→ **Records to use**
+===+

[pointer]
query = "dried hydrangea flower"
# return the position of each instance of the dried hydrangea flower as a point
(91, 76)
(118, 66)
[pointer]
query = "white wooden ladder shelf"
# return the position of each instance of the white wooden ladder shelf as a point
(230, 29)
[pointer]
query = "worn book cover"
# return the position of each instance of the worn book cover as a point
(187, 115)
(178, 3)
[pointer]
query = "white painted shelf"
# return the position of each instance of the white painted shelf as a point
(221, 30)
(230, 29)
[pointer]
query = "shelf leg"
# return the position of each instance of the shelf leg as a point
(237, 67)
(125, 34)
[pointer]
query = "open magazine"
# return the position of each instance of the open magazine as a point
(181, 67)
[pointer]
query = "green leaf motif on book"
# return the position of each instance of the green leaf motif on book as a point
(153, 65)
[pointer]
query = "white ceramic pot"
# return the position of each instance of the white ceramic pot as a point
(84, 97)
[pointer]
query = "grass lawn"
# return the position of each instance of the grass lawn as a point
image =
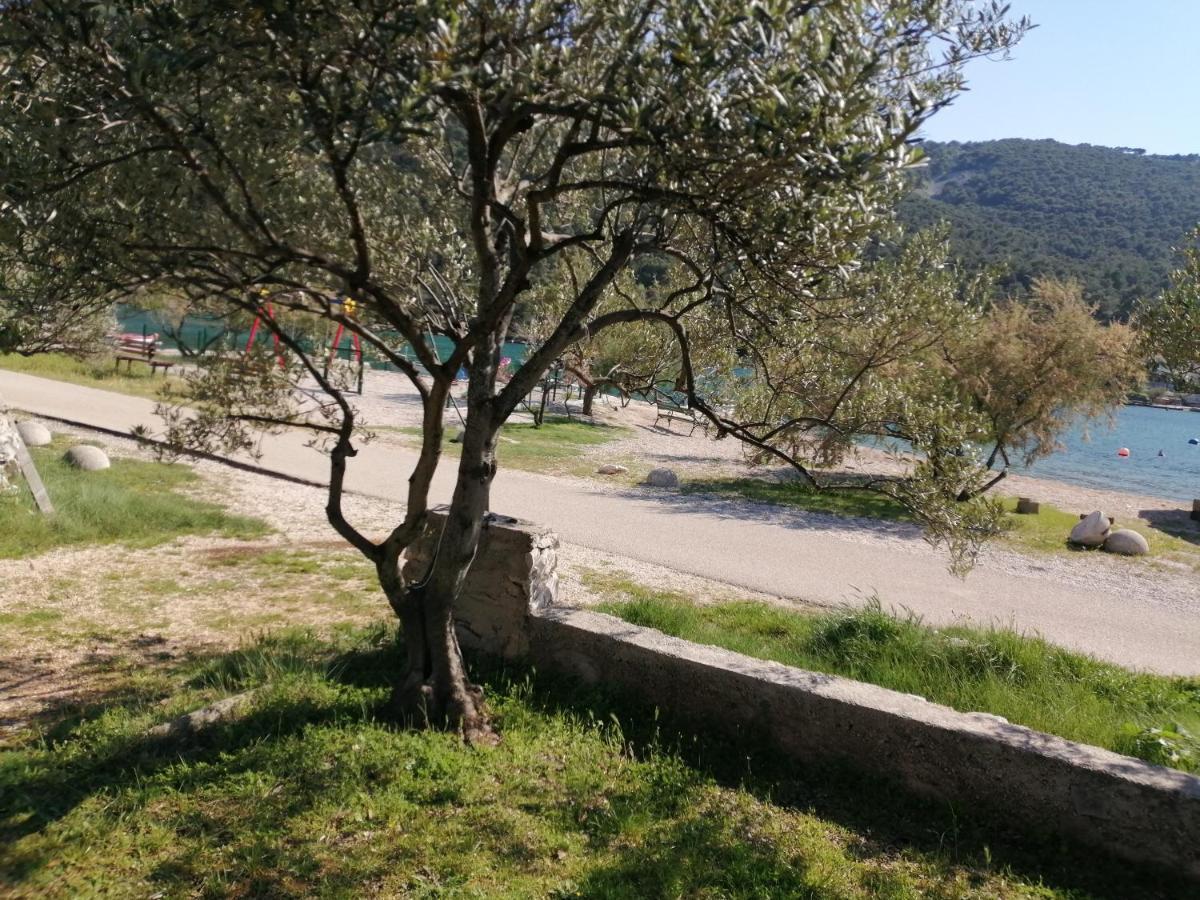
(133, 503)
(1025, 679)
(555, 448)
(1042, 533)
(311, 793)
(95, 372)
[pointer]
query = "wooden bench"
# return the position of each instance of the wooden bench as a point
(139, 348)
(671, 412)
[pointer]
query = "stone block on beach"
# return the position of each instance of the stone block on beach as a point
(89, 459)
(1126, 543)
(1091, 531)
(663, 478)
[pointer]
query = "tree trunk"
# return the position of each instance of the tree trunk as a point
(435, 689)
(589, 393)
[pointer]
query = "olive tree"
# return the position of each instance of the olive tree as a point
(1033, 367)
(443, 163)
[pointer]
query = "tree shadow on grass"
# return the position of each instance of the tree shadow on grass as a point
(683, 849)
(1175, 522)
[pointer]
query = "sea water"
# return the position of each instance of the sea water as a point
(1090, 455)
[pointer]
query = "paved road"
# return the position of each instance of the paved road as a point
(759, 547)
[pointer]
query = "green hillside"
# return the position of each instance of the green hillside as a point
(1105, 216)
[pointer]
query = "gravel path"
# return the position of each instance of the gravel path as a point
(1122, 610)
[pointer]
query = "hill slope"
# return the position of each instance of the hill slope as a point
(1105, 216)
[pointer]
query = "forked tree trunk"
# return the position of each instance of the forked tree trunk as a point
(435, 689)
(589, 395)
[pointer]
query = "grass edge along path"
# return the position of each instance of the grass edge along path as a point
(309, 792)
(1025, 679)
(100, 371)
(133, 502)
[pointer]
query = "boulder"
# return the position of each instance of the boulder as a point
(663, 478)
(1091, 531)
(89, 459)
(1126, 543)
(34, 433)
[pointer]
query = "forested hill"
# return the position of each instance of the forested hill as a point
(1105, 216)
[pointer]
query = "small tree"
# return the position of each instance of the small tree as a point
(445, 162)
(1032, 369)
(1170, 324)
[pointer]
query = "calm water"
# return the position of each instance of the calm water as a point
(1145, 431)
(1092, 463)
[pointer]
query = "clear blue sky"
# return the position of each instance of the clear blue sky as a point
(1109, 72)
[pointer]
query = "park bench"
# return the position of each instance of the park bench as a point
(139, 348)
(671, 411)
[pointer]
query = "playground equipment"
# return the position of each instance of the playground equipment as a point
(253, 330)
(348, 307)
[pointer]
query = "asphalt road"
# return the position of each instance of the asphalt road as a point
(763, 549)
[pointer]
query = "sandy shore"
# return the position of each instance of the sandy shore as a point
(390, 401)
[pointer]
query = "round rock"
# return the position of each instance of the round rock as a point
(1126, 543)
(34, 433)
(1091, 531)
(89, 459)
(663, 478)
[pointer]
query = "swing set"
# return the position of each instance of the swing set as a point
(347, 307)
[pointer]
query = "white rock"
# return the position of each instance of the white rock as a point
(663, 478)
(34, 433)
(89, 459)
(1126, 543)
(1091, 531)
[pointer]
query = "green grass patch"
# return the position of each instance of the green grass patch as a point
(311, 793)
(555, 447)
(796, 493)
(99, 371)
(1025, 679)
(135, 503)
(1045, 532)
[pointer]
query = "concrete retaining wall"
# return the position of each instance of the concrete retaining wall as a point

+===+

→ **Your goal**
Word for word, return the entries above, but without any pictures.

→ **Task solution**
[pointer]
query = "dried hydrangea flower"
# return the position of each instance of the dried hydrangea flower as a point
(91, 76)
(118, 66)
[pointer]
query = "white wooden ladder shelf"
# return the position of each instance of the white wooden ladder shelf as a point
(230, 29)
[pointer]
query = "worn book cover"
# return the position of each instance of the worn book cover as a point
(187, 115)
(178, 3)
[pointer]
query = "white painted shelf"
# return the position of each instance of the white painted shelf as a point
(221, 30)
(230, 29)
[pointer]
query = "shelf leg"
# return the position of each instance of the shelf leg as a point
(237, 67)
(125, 34)
[pointer]
query = "open magazine"
# return the position of each instance of the open magazine as a point
(181, 67)
[pointer]
query = "green leaf motif on book"
# return the position of each instance of the green leaf motif on book as a point
(153, 65)
[pointer]
query = "white ceramic pot"
# return the position of each instance of the white ceramic pot as a point
(84, 97)
[pointer]
query = "grass lawn"
# return the position of each instance of the grass lawn as a point
image =
(133, 503)
(1025, 679)
(555, 448)
(1042, 533)
(311, 793)
(95, 372)
[pointer]
query = "wooden bench"
# return the position of each instance of the wooden bench as a point
(139, 348)
(671, 412)
[pointer]
query = "stone block on beach"
# return the position of each instance of the stone block on beach as a point
(89, 459)
(1126, 543)
(1091, 531)
(663, 478)
[pointer]
query = "tree trunk"
# return the position of each instance of the tree trunk as a point
(435, 689)
(589, 393)
[pointer]
query = "olive tree"
# return the position of each instance of the olive tree as a point
(1033, 367)
(443, 163)
[pointer]
query = "tree shadow on grass"
# return the position of each instance of the tree shadow on grass as a point
(683, 849)
(1175, 522)
[pointer]
query = "sea water"
# return the position of each instance of the sea water as a point
(1090, 455)
[pointer]
query = "paved road"
# return the position of each instance of the paved road as a point
(759, 547)
[pointer]
query = "green hillside"
# return the position of each instance of the green hillside as a point
(1105, 216)
[pointer]
query = "gravel path"
# return the position of each instance of the gravel path as a point
(1122, 610)
[pointer]
query = "hill slope"
# return the position of each instance of the hill slope as a point
(1105, 216)
[pointer]
query = "forked tree trunk"
# return the position of each instance of the forked tree trunk as a point
(435, 689)
(589, 395)
[pointer]
query = "grass edge along path"
# return the position of each instance of the grass edge along path as a point
(309, 792)
(1025, 679)
(100, 371)
(133, 502)
[pointer]
query = "boulder"
# return the position of each instance of the boulder as a point
(663, 478)
(1091, 531)
(89, 459)
(1126, 543)
(34, 433)
[pointer]
query = "forested hill"
# return the position of each instance of the forested hill as a point
(1105, 216)
[pointer]
query = "small tree"
# return the position of each instance of the small tree as a point
(445, 162)
(1032, 369)
(1170, 324)
[pointer]
query = "calm water"
# return the position of each instance of the calm water as a point
(1145, 431)
(1092, 463)
[pointer]
query = "clear blue sky"
# return the position of each instance of the clear blue sky as a point
(1109, 72)
[pointer]
query = "park bench"
# return the position of each instance of the park bench as a point
(139, 348)
(671, 411)
[pointer]
query = "playground equipment"
# return the position of each instance of the playground equipment as a point
(253, 330)
(348, 307)
[pointer]
query = "asphalt road"
# return the position of each instance of the asphalt road as a point
(763, 549)
[pointer]
query = "sandy shore"
# return the position of each instance of the sandy shore as a point
(390, 401)
[pointer]
query = "round rock"
# return the position of each instance of the round rock as a point
(1126, 543)
(34, 433)
(1091, 531)
(89, 459)
(663, 478)
[pointer]
query = "swing set"
# return the position of each instance of the swing set as a point
(347, 307)
[pointer]
query = "white rock"
# return the position of each instance of the white rock as a point
(663, 478)
(34, 433)
(89, 459)
(1126, 543)
(1091, 531)
[pointer]
query = "green grass patch"
# return the position of each instance of the green grass patch as a point
(311, 793)
(555, 447)
(796, 493)
(99, 371)
(1025, 679)
(135, 503)
(1045, 532)
[pointer]
query = "concrete retaining wall"
# return the position of each instance of the concrete retaining wall as a point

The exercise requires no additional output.